Yes. Inevitably, if you get to the end of the year and you have a strong surge in the business as we did, in the end of the year, particularly in the items where that drives some of the bonus pools, we'll have some catch-up in the fourth quarter. It won't happen every year. But every year that ends strongly, that can happen in the fourth quarter.

Operator

Operator

Our next question comes from the line of Nigel Dally with Morgan Stanley.

Nigel Dally - Morgan Stanley

Analyst · Nigel Dally with Morgan Stanley

So if market conditions today are a lot better than when you shared guidance, I know you're not going to update your guidance or view them, so it is an accretion. Is it possible to revise them a bit at APS sensitivity, market conditions, and for example, how does that 10% change in the equity market impacted core EPS? Second, with the Retirement outflows, I understand that sales can be lumpy, but also it just can give you that how competition has changed in that business as well.

Mark Grier

Analyst · Nigel Dally with Morgan Stanley

Nigel, it's Mark. I appreciate your sensitivity early in the question to our reluctance to update guidance based on the policy that we've established. And that applies to also talking about some of the very complex and non-linear kind of sensitivities that you asked about. So we will not be addressing those kinds of line item sensitivities. And I'll ask Bernard to comment on the Retirement business.

* _Material supplied_:
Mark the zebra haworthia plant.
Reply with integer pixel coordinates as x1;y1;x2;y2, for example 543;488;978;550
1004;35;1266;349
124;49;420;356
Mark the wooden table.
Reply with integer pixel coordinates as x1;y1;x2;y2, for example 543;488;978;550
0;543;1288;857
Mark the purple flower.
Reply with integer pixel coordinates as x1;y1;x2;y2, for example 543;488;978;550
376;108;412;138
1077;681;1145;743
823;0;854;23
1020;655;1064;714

...

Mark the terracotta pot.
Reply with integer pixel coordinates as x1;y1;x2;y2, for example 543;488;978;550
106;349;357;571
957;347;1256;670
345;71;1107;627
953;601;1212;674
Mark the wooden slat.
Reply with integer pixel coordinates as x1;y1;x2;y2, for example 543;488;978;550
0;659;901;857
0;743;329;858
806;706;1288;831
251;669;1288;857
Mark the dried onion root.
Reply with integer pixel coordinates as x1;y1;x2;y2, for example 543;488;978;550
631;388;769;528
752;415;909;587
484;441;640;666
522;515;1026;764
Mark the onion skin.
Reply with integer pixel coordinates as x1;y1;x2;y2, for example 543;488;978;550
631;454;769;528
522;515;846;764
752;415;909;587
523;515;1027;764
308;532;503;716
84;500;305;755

==

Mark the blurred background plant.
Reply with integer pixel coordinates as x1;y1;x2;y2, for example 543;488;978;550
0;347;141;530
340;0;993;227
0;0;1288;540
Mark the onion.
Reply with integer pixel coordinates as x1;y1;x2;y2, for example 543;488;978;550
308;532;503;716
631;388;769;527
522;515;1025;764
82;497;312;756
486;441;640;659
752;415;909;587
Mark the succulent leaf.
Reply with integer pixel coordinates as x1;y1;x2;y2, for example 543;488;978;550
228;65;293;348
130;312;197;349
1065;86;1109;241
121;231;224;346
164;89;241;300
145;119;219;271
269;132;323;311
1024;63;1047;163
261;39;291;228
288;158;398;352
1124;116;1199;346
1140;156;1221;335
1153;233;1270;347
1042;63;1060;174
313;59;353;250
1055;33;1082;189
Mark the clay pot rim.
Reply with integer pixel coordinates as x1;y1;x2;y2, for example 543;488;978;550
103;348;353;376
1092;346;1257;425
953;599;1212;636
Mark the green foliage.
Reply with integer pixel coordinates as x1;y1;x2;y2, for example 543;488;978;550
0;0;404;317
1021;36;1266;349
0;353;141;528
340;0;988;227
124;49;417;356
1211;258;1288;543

* _Stated goal A_:
Answer these questions using the earnings call transcript:
(i) In which quarter does the opening paragraph say catch-up can occur when a year ends strongly?
(ii) What percentage change in the equity market does Nigel Dally ask about?
(iii) Whom does Mark ask to comment on the Retirement business?
* _Stated goal B_:
Quote the earnings call transcript between "Yes. Inevitably, if" and "with Morgan Stanley.", inclusive.

* _Full solution A_:
(i) The fourth quarter.
(ii) A 10% change.
(iii) Bernard.

* _Full solution B_:
Yes. Inevitably, if you get to the end of the year and you have a strong surge in the business as we did, in the end of the year, particularly in the items where that drives some of the bonus pools, we'll have some catch-up in the fourth quarter. It won't happen every year. But every year that ends strongly, that can happen in the fourth quarter.

Operator

Operator

Our next question comes from the line of Nigel Dally with Morgan Stanley.